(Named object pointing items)
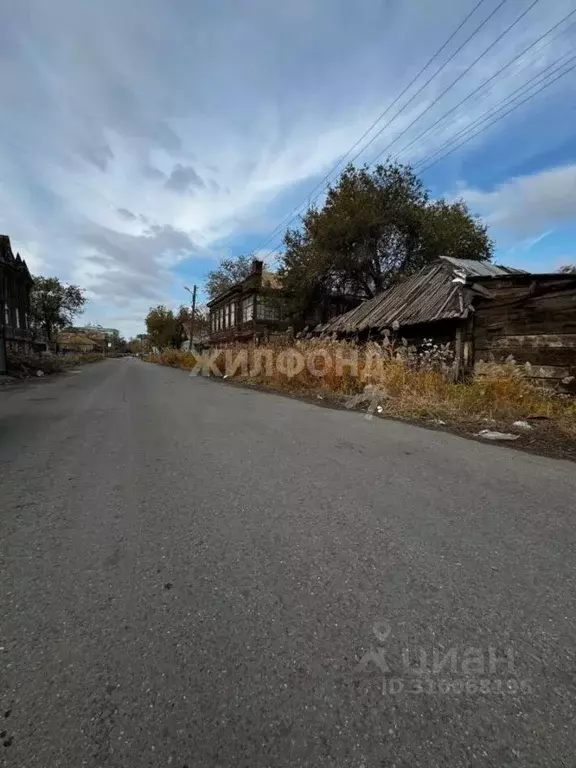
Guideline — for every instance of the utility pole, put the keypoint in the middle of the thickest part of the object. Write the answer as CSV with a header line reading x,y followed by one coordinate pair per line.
x,y
193,314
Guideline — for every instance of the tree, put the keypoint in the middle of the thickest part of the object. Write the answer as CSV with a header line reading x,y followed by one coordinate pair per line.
x,y
230,272
53,306
375,228
201,325
165,329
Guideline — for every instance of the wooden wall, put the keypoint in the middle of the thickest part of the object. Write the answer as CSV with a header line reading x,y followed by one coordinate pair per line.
x,y
532,318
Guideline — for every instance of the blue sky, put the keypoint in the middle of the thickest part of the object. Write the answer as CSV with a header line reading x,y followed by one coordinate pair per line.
x,y
141,142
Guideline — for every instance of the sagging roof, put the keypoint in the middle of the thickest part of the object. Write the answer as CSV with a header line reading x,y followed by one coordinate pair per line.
x,y
435,293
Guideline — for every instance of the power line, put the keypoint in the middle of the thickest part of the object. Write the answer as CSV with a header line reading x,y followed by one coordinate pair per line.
x,y
489,80
493,111
287,220
460,76
531,96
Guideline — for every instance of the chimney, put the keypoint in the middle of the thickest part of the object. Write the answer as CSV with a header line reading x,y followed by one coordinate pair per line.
x,y
257,266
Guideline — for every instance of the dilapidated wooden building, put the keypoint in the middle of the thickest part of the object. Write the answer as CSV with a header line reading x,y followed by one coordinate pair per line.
x,y
486,311
15,287
251,308
258,307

[Written problem] Turn every line of the items above into a JSON list of strings, one string per line, and skip any blank lines. Leave the pictures out of the answer.

[Written solution]
[
  "Guideline — for every instance of the utility pole, put the keypoint in the middle of the thickest part of the object. Write the answer as CSV with a header line reading x,y followed by one coordinate pair per line.",
  "x,y",
  "193,314",
  "Guideline — for every instance of the tree, put the keypoint in the middle of the thickest part of the object. Write the answer as CSV with a header line reading x,y followed by one coordinate pair per line.",
  "x,y",
  "230,272",
  "53,306",
  "375,228",
  "201,325",
  "165,329",
  "Guideline — for every instance of the wooden wall, put the keypoint in the middle of the thickest part of the object. Write the answer as CSV with a header line reading x,y followed by one coordinate pair per line.",
  "x,y",
  "532,318",
  "Guideline — for every instance of the blue sky, put the keypoint in the middle of the thickest part of the object. Write the answer as CSV with a header line reading x,y followed by one coordinate pair per line.",
  "x,y",
  "141,142",
  "Guideline — for every instance of the sagging roof, put the keypoint in the middle of the thickest part of the object. Write the answer as CSV with a header line reading x,y followed by one coordinate pair per line.",
  "x,y",
  "435,293",
  "Guideline — for every instance of the power line, put the keypoint in the middle of the thickest part of the object. Write the answer as CSV with a header line reading x,y followed by one coordinate pair per line.",
  "x,y",
  "489,80",
  "493,111",
  "287,220",
  "460,76",
  "531,96",
  "Guideline — for every instance of the chimney, put the keypoint in the middle of the thickest part of the object. Write the answer as CSV with a header line reading x,y followed by one coordinate pair per line.",
  "x,y",
  "257,266",
  "Guideline — for every instance of the dilapidated wooden building, put the keypoint in the middle of the thickest part of the object. Write the answer as CSV with a header line reading x,y followed by one coordinate pair per line.",
  "x,y",
  "486,311",
  "15,287",
  "251,308",
  "258,307"
]